BEGIN SUPPLIED RECORDS

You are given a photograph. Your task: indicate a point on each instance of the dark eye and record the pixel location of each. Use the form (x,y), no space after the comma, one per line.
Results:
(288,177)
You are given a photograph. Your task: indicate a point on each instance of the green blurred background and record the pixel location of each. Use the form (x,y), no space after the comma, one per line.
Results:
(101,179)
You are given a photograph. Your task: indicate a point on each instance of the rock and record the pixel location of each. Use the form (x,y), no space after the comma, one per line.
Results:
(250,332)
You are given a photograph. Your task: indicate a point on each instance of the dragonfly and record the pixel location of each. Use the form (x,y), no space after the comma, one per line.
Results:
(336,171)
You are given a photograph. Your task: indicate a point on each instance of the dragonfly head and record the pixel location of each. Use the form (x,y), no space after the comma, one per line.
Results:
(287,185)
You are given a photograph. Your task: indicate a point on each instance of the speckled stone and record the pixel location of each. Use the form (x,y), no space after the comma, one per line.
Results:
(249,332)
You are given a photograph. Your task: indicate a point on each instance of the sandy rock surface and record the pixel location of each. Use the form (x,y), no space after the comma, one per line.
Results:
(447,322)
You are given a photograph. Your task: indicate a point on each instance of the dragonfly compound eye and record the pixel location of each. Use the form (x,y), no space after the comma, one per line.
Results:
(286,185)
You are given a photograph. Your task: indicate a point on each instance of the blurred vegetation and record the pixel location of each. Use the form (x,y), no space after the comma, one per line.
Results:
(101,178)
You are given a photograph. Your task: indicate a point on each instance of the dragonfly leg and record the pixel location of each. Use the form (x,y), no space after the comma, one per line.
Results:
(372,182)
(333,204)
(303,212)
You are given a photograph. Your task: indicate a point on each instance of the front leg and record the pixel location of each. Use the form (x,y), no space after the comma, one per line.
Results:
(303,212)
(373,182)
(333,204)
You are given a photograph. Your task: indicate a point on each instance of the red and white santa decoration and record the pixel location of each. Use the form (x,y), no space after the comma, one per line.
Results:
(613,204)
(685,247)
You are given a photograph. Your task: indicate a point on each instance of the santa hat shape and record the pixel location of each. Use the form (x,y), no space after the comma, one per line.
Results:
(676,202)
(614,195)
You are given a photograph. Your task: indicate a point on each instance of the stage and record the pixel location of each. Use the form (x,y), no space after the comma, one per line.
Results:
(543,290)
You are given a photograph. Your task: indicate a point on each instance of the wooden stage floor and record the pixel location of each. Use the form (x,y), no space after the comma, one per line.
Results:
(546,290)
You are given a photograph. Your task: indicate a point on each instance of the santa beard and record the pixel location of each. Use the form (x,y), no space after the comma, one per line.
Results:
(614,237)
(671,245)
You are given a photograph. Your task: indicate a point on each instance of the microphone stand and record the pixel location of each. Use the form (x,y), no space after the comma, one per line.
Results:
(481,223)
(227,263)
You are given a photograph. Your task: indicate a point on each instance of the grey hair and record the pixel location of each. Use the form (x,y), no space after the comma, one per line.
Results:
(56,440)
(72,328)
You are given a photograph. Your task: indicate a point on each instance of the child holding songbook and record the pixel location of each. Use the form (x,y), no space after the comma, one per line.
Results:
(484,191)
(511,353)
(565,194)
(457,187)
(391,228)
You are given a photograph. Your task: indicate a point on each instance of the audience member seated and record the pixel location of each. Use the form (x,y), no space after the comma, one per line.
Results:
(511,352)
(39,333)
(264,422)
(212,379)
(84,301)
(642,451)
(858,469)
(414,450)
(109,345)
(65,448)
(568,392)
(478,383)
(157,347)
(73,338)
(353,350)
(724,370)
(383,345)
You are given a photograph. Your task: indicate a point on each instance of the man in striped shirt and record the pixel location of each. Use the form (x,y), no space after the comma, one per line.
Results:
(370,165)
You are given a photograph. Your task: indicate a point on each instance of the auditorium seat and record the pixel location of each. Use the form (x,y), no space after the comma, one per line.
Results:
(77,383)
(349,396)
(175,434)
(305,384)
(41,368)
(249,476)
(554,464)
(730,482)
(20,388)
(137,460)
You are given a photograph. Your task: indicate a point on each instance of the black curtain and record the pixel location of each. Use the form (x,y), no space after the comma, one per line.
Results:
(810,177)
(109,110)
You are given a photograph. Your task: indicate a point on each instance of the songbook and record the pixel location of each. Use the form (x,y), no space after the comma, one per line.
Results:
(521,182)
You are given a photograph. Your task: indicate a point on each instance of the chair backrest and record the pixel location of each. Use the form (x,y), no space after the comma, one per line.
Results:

END SUPPLIED RECORDS

EXERCISE OBJECTIVE:
Please transcribe the listing in full. Keep each line exact.

EXERCISE RESULT:
You are given a photograph. Your task: indicate a point on each instance of the dark eye and record the pixel location of each. Use the form (x,y), no space after the comma, one per line.
Results:
(288,177)
You are given a photograph. Your task: indicate a point on each instance of the green blurred background and record the pixel location of each. Use the form (x,y), no space after the comma, one per line.
Results:
(101,179)
You are given a photograph. Your task: indicate a point on each instance of the rock and record the pixel location of each. Use the form (x,y), no space after the comma, one per line.
Results:
(250,332)
You are given a photograph. Your task: indicate a point on each instance of the dragonfly and record the pixel location of each. Use the form (x,y), no space after the comma, one per line.
Results:
(336,171)
You are given a photograph. Your task: indicate a point on each instance of the dragonfly head and record the pixel location of each. Use the form (x,y), no space after the comma, one per line.
Results:
(287,185)
You are given a photograph. Your task: indicate a point on each instance of the speckled stone and record the pixel location of each. Use the form (x,y), no space after the comma, one per line.
Results:
(249,332)
You are given a photograph. Your task: indicate a point on each instance of the sandy rock surface and record the pixel location of each. Use the form (x,y), no space after the comma, one per line.
Results:
(447,322)
You are given a photograph. Your task: indicate a point on each instance of the dragonfly compound eye and record the pixel location of each. Use the form (x,y), no space after the comma, one per line.
Results:
(286,185)
You are given a photograph. Your task: indicate a point on each instance of the blurred vegetation and record the pixel location of each. Use the form (x,y), no space after the comma, one per line.
Results:
(101,178)
You are given a photograph. Your task: indicate a point on each instance of the dragonfly leg and record the pixel location of each. Use the form (x,y), no space after the comma, one per line.
Results:
(372,182)
(333,204)
(303,212)
You are given a photograph. Your task: indicate a point on each instance of the front leg and record the pixel location of each. Use the form (x,y), no space after the comma, one per line.
Results:
(303,212)
(373,182)
(333,204)
You are given a photograph. Your task: indicate a point on each instance of the red and white santa decoration and record the pixel location of each. Use the form (x,y), no space after the comma, one per line.
Results:
(613,204)
(685,247)
You are given a photograph. Your task: indicate a point on each instance of the santa hat shape and record the pixel location of each. Use the form (x,y), no space after the comma, one per line.
Results:
(676,202)
(614,195)
You are given a photograph. Your task: indicate a point on each instance of the stage and record the pixel location of each. Use the form (x,y), no space after the comma, one per line.
Results:
(543,290)
You are given a photograph. Your task: indicate a point on each instance of the wooden stage floor and record the pixel location of each. Use the form (x,y), no space after the comma, one per line.
Results:
(546,290)
You are given a photograph. Your task: indicate a point on each instance of the santa beard and record the pixel location of each. Use the form (x,y), no space after the comma, one per line.
Results:
(614,237)
(671,245)
You are given a photograph. Your task: indicate a point on each instance of the microphone stand and record the pixel location of each. Use the form (x,y), no space after the comma, one per line.
Results:
(481,223)
(227,263)
You are given a photograph. Your task: indicate a point on each instance of the grey hair and record the pixel location of each. Use the form (x,y), no space after the comma, one per line.
Results:
(56,440)
(72,328)
You are given a photograph. Your task: indicate a point on each instance of the child holding songbook and record the pixel location of each. Use the form (x,y), no space after the comma, one per line.
Results:
(484,191)
(511,353)
(565,194)
(457,187)
(391,228)
You are given a photograph. Your task: indicate a point on each instance of the audience member seated and record the pixel location of each. Use the form (x,y), no space after the comma, one per line.
Results:
(511,352)
(39,333)
(264,422)
(212,379)
(84,301)
(642,451)
(858,469)
(414,450)
(109,345)
(65,448)
(568,392)
(478,383)
(157,347)
(73,338)
(353,350)
(724,370)
(383,345)
You are given a photograph. Your task: indicate a point on each instance of the man in striped shirt and record the pixel location of each. Use the form (x,y), no space after the comma, one per line.
Results:
(370,165)
You are given a photograph. Your task: indicate a point on each instance of the auditorium seat and record the pixel location of each. Use the form (x,y), no space after the comma, one per line.
Results:
(77,383)
(349,396)
(175,434)
(305,384)
(41,368)
(249,476)
(554,464)
(730,482)
(20,388)
(137,460)
You are given a photograph. Your task: indicate a point on each instance of the black curtain and record the pixel location of each. Use the form (x,y), no space after the comma, one per line.
Results:
(810,177)
(109,110)
You are given a photograph. Your task: indicate a point on each instance of the songbook and record the pixel location of each. Use the form (x,y), no space after the comma, one per line.
Results:
(521,182)
You are given a photograph. Your task: indicate a point on each instance of the chair backrest and record the pixel location of each. Use the form (x,y), no space after the comma, one per line.
Results:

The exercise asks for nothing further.